ENTRIES |

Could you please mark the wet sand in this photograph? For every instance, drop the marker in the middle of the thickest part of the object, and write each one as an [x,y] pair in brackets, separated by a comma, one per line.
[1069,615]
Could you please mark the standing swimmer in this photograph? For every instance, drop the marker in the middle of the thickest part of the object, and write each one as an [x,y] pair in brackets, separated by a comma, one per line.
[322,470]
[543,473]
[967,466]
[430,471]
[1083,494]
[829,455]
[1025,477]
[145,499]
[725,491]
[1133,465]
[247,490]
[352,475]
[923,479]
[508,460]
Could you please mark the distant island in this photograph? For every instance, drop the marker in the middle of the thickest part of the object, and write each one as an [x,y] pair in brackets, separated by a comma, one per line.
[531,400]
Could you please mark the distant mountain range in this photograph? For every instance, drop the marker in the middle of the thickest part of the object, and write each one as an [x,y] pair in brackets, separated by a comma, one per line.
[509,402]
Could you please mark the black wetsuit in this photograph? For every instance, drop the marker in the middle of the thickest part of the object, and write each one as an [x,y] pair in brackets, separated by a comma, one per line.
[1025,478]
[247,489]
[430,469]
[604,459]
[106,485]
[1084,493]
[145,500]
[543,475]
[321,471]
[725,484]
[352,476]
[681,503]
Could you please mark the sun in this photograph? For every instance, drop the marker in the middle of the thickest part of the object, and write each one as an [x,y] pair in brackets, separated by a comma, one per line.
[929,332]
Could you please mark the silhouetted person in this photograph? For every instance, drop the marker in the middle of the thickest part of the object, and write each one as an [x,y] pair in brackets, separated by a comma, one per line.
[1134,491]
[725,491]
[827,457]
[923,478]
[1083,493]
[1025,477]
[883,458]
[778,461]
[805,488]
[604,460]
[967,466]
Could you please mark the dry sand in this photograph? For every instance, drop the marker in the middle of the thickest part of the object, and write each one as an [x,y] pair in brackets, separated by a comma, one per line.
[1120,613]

WHAT YOU SHOULD DO |
Arrange the entries above as a two-column CSV with the header row "instruction,coordinates" and one row per entry. Put the entry's text under "instruction" and its answer under "coordinates", with each field in double quotes and any line breaks replaced by spaces.

SOLVED EXERCISE |
instruction,coordinates
"Could you please mark the wet sand in this photograph? For every instance, drop the marker in the middle of the thickest part of the object, and write each one as an [x,y] pair in brackets, separated by a comma, one per line.","[1069,615]"
"Could you please mark the standing swimmer in this photograph? For every instance, drop the marker in the middle of the thickest part of the object, and write each one as an [x,y] pair in brackets, separated by a comma, one per line.","[322,470] [543,473] [967,466] [430,471] [1083,494] [829,455] [1025,477] [145,499] [725,491] [1133,465] [247,490] [352,475] [923,479] [508,460]"
"Could you please mark the distant island in this photograph? For every instance, drop the marker in the middle of the thickest part of the object, and write each one as an [x,y] pair in brackets, separated by a comma, one per line.","[531,400]"
"Could you please mark the distant mountain range in this photograph? For every instance, drop the marker in the middle of the thickest part of the object, and write each one as an [x,y] pair in brackets, separated by a comma, one per line.","[509,402]"
"Could you please mark the black wetsuit in this photograph? For every instance, drop the marker in the middle of the thickest part of the object, and write each one as an [x,y] pair in brackets, separated by a comma, one per line.","[1025,478] [247,489] [430,469] [604,459] [106,485] [1084,493] [145,500] [543,475] [321,471] [725,484] [352,476] [681,503]"
"Could you please mark the sun in this photograph? For every instance, drop the marker in the middle of the thickest part of the object, and write each one as an [x,y] pair in brackets, separated by a comma, one per line.","[929,332]"
"Could you please mark the silhouetted person in this photograph? For every instance, drop the marker in the middle of the thickest part of the object, and write each one as an [x,y] pair in brackets, separated by a comma, one per line.","[1134,491] [725,491] [827,457] [923,478] [1083,493] [1025,477] [883,458] [778,461] [805,488] [604,460] [967,466]"
"Could you please mark the dry sand in this photograph? For every instance, drop the marker in the middle of the thickest part of the object, and write each one as an [x,y] pair in brackets, separated by a comma, one per line.","[1120,613]"